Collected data
=== Begin Enclosure ===

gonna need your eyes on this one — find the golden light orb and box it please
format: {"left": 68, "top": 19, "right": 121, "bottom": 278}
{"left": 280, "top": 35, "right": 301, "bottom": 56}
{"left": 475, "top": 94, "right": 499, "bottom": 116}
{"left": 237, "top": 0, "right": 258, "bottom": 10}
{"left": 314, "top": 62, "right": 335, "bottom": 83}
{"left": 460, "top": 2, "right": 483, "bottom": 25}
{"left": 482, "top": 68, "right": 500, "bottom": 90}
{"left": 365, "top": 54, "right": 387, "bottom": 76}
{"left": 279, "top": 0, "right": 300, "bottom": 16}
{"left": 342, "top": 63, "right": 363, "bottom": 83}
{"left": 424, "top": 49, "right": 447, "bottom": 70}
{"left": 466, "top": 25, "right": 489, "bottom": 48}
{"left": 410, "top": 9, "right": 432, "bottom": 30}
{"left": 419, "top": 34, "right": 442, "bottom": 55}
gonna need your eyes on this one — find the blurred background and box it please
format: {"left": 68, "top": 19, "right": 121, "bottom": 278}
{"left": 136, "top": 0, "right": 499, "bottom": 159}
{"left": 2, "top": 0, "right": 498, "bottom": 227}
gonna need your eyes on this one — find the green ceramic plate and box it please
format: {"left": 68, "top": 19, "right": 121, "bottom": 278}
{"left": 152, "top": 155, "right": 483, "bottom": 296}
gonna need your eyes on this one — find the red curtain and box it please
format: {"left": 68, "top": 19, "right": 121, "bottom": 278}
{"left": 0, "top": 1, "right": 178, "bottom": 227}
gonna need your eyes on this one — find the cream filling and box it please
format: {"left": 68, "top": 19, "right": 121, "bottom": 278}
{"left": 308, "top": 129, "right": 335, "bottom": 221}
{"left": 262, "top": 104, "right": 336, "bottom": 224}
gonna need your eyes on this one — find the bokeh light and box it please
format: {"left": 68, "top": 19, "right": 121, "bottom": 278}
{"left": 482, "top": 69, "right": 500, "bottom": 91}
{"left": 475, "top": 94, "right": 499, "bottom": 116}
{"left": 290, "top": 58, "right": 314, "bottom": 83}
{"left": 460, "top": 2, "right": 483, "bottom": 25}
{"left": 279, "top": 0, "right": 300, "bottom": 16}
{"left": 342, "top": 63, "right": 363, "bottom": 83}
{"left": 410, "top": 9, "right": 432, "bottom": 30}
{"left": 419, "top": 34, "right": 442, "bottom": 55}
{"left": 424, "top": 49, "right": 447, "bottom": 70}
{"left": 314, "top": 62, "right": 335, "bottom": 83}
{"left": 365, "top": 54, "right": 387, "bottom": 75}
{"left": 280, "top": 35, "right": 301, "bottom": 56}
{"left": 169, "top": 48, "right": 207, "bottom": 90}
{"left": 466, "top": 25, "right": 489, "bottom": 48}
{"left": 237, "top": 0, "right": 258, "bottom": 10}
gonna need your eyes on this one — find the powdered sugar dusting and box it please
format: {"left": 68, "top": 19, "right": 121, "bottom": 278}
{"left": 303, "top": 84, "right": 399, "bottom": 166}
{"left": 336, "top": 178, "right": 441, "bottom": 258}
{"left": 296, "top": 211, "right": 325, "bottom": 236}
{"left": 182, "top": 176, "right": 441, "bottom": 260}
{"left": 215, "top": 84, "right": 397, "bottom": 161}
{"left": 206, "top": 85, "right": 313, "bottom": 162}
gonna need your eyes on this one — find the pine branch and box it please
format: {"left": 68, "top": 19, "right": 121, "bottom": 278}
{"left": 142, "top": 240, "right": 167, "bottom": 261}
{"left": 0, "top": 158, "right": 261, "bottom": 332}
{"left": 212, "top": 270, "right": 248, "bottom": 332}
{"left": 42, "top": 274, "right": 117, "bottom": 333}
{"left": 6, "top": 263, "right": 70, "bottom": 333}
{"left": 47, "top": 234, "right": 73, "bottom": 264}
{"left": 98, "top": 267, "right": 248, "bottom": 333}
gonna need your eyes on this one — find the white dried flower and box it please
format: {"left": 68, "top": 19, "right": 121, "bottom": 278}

=== End Enclosure ===

## Requirement
When the line containing "gonna need your eyes on this one — find the bokeh" is reached, include it and stop. Until then, output each line of the entries exactly as given, starting from the first.

## Task solution
gonna need your eyes on this one — find the golden light orb and box it please
format: {"left": 68, "top": 19, "right": 121, "bottom": 278}
{"left": 280, "top": 35, "right": 301, "bottom": 56}
{"left": 475, "top": 94, "right": 499, "bottom": 116}
{"left": 237, "top": 0, "right": 258, "bottom": 10}
{"left": 314, "top": 62, "right": 335, "bottom": 83}
{"left": 460, "top": 2, "right": 483, "bottom": 25}
{"left": 482, "top": 68, "right": 500, "bottom": 90}
{"left": 365, "top": 54, "right": 387, "bottom": 76}
{"left": 279, "top": 0, "right": 300, "bottom": 16}
{"left": 342, "top": 63, "right": 363, "bottom": 83}
{"left": 424, "top": 49, "right": 447, "bottom": 70}
{"left": 466, "top": 25, "right": 489, "bottom": 48}
{"left": 410, "top": 9, "right": 432, "bottom": 30}
{"left": 419, "top": 34, "right": 442, "bottom": 55}
gonna need your eyes on this one — find the blurred background and box it please
format: {"left": 68, "top": 19, "right": 121, "bottom": 278}
{"left": 136, "top": 0, "right": 499, "bottom": 159}
{"left": 2, "top": 0, "right": 498, "bottom": 227}
gonna need your eyes on this one — find the green ceramic plate and box it please
format: {"left": 68, "top": 19, "right": 121, "bottom": 278}
{"left": 152, "top": 155, "right": 483, "bottom": 296}
gonna need your eyes on this one — find the red curtain and box it please
format: {"left": 68, "top": 19, "right": 121, "bottom": 278}
{"left": 0, "top": 1, "right": 178, "bottom": 227}
gonna need your eyes on this one — find the cream filling and box it please
format: {"left": 68, "top": 19, "right": 121, "bottom": 278}
{"left": 308, "top": 129, "right": 335, "bottom": 221}
{"left": 262, "top": 104, "right": 336, "bottom": 224}
gonna need your eyes on this one — find the bokeh light and box it please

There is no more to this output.